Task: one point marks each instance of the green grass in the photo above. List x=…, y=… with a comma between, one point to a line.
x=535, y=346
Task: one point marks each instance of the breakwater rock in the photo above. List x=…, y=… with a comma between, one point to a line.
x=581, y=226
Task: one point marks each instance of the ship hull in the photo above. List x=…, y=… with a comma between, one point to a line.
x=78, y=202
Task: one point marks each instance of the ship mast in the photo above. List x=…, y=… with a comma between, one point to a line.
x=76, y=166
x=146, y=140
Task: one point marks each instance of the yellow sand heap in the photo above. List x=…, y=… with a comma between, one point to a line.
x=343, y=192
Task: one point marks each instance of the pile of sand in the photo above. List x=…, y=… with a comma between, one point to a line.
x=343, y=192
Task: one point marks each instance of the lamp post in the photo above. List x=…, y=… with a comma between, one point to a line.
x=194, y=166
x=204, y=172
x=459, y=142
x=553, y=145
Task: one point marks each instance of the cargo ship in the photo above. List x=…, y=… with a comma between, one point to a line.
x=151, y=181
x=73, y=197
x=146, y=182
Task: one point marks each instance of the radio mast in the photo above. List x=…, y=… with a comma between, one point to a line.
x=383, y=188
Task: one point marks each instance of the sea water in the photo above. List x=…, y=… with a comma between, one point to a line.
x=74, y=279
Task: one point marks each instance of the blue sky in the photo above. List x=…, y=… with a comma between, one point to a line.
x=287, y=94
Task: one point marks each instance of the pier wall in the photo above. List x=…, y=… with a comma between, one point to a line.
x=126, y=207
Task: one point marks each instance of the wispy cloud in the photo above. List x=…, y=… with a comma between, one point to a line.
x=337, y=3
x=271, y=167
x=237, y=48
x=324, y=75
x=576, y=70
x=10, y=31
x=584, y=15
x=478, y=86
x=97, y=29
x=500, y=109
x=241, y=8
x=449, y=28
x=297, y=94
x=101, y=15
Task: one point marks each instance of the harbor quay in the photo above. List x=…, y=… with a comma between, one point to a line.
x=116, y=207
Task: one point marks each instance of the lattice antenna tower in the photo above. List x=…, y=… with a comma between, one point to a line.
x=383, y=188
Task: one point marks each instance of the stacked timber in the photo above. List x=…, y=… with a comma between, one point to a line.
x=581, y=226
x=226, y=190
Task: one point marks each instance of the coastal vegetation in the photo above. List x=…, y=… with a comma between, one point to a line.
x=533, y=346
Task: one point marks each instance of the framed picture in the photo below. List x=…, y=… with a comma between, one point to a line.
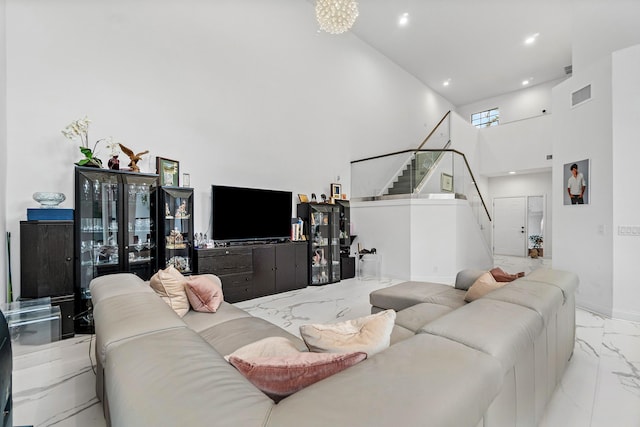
x=576, y=182
x=446, y=182
x=336, y=191
x=168, y=171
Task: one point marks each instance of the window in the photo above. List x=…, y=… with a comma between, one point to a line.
x=485, y=119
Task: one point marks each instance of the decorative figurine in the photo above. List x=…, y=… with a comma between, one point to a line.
x=114, y=163
x=182, y=210
x=134, y=158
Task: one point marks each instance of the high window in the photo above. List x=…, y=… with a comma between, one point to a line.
x=486, y=118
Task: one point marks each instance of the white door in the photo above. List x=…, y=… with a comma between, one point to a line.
x=509, y=226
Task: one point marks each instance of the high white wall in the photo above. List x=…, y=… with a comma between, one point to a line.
x=601, y=27
x=522, y=104
x=582, y=234
x=626, y=152
x=532, y=184
x=3, y=148
x=520, y=146
x=240, y=93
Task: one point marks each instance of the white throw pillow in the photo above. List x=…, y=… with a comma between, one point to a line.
x=370, y=334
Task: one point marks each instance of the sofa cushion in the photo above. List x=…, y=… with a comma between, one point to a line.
x=422, y=381
x=564, y=280
x=545, y=299
x=204, y=292
x=370, y=334
x=280, y=376
x=266, y=347
x=500, y=329
x=229, y=336
x=482, y=286
x=415, y=317
x=404, y=295
x=169, y=284
x=116, y=284
x=174, y=378
x=467, y=277
x=199, y=321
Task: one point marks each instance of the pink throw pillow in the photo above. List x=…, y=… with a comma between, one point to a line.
x=280, y=376
x=204, y=293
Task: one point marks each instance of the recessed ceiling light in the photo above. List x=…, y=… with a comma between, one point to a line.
x=404, y=19
x=531, y=39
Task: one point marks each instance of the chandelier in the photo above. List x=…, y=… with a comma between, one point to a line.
x=336, y=16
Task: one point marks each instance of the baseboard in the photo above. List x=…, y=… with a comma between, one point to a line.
x=632, y=316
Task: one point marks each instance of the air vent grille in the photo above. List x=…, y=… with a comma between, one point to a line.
x=581, y=95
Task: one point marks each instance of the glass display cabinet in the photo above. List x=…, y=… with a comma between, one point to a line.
x=322, y=230
x=114, y=230
x=175, y=228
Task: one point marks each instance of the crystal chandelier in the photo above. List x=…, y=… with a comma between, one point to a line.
x=336, y=16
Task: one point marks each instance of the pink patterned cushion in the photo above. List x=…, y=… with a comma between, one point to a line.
x=280, y=376
x=204, y=293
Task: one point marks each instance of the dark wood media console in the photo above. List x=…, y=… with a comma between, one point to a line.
x=251, y=271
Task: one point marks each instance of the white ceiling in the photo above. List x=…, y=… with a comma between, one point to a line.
x=478, y=45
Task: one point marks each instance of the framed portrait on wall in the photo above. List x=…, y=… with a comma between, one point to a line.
x=576, y=182
x=336, y=191
x=168, y=171
x=446, y=182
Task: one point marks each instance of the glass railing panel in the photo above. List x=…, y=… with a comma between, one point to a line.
x=374, y=176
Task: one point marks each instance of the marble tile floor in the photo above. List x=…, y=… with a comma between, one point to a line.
x=54, y=384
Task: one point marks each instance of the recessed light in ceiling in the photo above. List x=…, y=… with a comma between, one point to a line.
x=531, y=39
x=404, y=19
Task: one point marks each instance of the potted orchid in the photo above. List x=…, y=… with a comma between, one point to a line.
x=79, y=129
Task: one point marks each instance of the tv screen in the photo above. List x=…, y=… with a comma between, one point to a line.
x=241, y=214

▬▬▬▬▬▬▬▬▬▬

Please transcribe the material above exactly as written. Leave the pictures out.

Task: one point marks each instance of the green grass in the photo above. List x=…, y=… with a comma between, one point to a line.
x=535, y=346
Task: one point marks each instance of the breakwater rock in the photo above. List x=…, y=… with a comma between, one point to a line.
x=581, y=226
Task: one point marks each instance of the ship hull in the photo above. List x=…, y=… with a comma between, one point to a line.
x=78, y=202
Task: one point marks each instance of the ship mast in the photo above. List x=…, y=… with a comma between, one point to a line.
x=76, y=166
x=146, y=140
Task: one point marks each instance of the yellow sand heap in the photo above. List x=…, y=… with a comma between, one point to a line.
x=343, y=192
Task: one point marks each instance of the pile of sand in the photo above. List x=…, y=… with a comma between, one point to a line.
x=343, y=192
Task: one point marks each instance of the lamp post in the photo above. List x=…, y=… with a comma between, one point to a line.
x=194, y=166
x=204, y=172
x=459, y=142
x=553, y=145
Task: one point marks each instance of the cargo ship in the photo above. List x=…, y=… with a comma between, one point to a line.
x=151, y=181
x=73, y=197
x=146, y=182
Task: one point marks each instance of the radio mast in the photo above. List x=…, y=… with a comma between, one point to a line.
x=383, y=188
Task: one point marks each instance of the sea water in the photo above. List x=…, y=… with a comma between, one point to a line.
x=74, y=279
Task: one point marks each instance of the blue sky in the photo above. List x=…, y=… with a comma between, one point to a line.
x=287, y=94
Task: one point marks each instance of the pier wall in the photo above. List x=…, y=… with a comma between, one point to a line.
x=126, y=207
Task: one point marks each instance of the wispy cloud in the photo above. List x=…, y=… with a comma between, one point to a line.
x=337, y=3
x=271, y=167
x=237, y=48
x=324, y=75
x=576, y=70
x=10, y=31
x=584, y=15
x=478, y=86
x=97, y=29
x=500, y=109
x=241, y=8
x=449, y=28
x=297, y=94
x=101, y=15
Task: one point marks each instance of the harbor quay in the photo above. List x=…, y=… with a comma between, one point to a line.
x=116, y=207
Task: one point marks each instance of the lattice antenna tower in the photo above. List x=…, y=… with a comma between, one point to a line.
x=383, y=188
Task: one point marks each instance of the stacked timber in the photo above. List x=…, y=… with a comma between, one point to a line.
x=581, y=226
x=226, y=190
Task: one point marks each instance of the coastal vegetation in the photo above. List x=…, y=… with a comma between, one point to a line.
x=533, y=346
Task: one point marks each instance of the framed picture in the photo below. List x=…, y=… with a comma between, one point to a line.
x=576, y=182
x=446, y=182
x=336, y=191
x=168, y=171
Task: one point marks each instance of the window in the photo above. List x=…, y=… with a comma between, one point to a line.
x=485, y=119
Task: one point marks each instance of the decorative figurine in the photo above. List x=…, y=… with a comma between, one point to a line.
x=114, y=163
x=182, y=210
x=134, y=158
Task: one point marks each instance of the high window in the photo above. List x=…, y=… with a comma between, one point to a line.
x=486, y=118
Task: one point marks each instance of the white door in the photo above. List x=…, y=… with a comma between, one point to a line.
x=509, y=226
Task: one point marks each instance of the high white wall in the photo above. List x=…, y=… with a comma between, one point to a line.
x=601, y=27
x=522, y=104
x=582, y=234
x=626, y=152
x=532, y=184
x=3, y=148
x=520, y=146
x=240, y=93
Task: one point marks each instance of the white throw pillow in the photo above. List x=…, y=… with a comma between, one point to a line.
x=370, y=334
Task: one point marks each instance of the sofa cushion in the photo above. List x=…, y=… with a comma between, one point to a line.
x=422, y=381
x=564, y=280
x=545, y=299
x=204, y=292
x=370, y=334
x=280, y=376
x=266, y=347
x=500, y=329
x=229, y=336
x=482, y=286
x=415, y=317
x=404, y=295
x=169, y=284
x=116, y=284
x=174, y=378
x=467, y=277
x=199, y=321
Task: one point marks each instance of the pink throw pillow in the photo above. List x=…, y=… with a comma between, one point to a line.
x=280, y=376
x=204, y=293
Task: one point marks each instance of the recessed ceiling light in the photo above. List x=…, y=… with a comma between, one point to a line.
x=404, y=19
x=531, y=39
Task: one point marks each instance of the chandelier in the photo above. List x=…, y=… with a comma between, one point to a line.
x=336, y=16
Task: one point marks each instance of the baseboard in the photo above. List x=…, y=… with a comma between, one point to a line.
x=632, y=316
Task: one point marks each instance of the air vent grille in the photo above. List x=…, y=… with a comma between, one point to a line.
x=581, y=95
Task: one point marks each instance of the glass display cabinet in the photo above. List x=…, y=… with a comma between, one point to a line.
x=322, y=230
x=114, y=230
x=175, y=228
Task: one point marks each instance of the crystal chandelier in the photo above. List x=…, y=… with a comma between, one point to a line.
x=336, y=16
Task: one point marks each instance of the pink patterned cushion in the photo above. List x=…, y=… with a comma between, one point to a line.
x=280, y=376
x=204, y=293
Task: one point marks each instance of the dark wood media console in the photo above. List x=…, y=… with a comma between, one point to a line.
x=251, y=271
Task: one point marks each instance of the white ceiling in the photo above. List x=…, y=… with a comma between, one point to a line.
x=478, y=45
Task: one point marks each instance of the framed portrait on wall in the photo above. List x=…, y=… with a comma between, one point to a line.
x=576, y=182
x=336, y=191
x=168, y=171
x=446, y=182
Task: one point marks each instance of the glass railing panel in the photo above. List x=…, y=… with a comma between, one point to a line.
x=374, y=176
Task: one point marks each instance of the marble tile floor in the photo above. List x=…, y=… with a comma between, one point to a line.
x=54, y=384
Task: one point marks each instance of the recessed light in ceiling in the photo above. List x=…, y=… with a comma between, one point to a line.
x=531, y=39
x=404, y=19
Task: one point marks each instance of the potted orchid in the photo above. List x=…, y=… with a comma between, one point to a line.
x=79, y=129
Task: one point marks each instance of the tv screen in the photo above. List x=…, y=… with a comma between, one point to a line.
x=241, y=214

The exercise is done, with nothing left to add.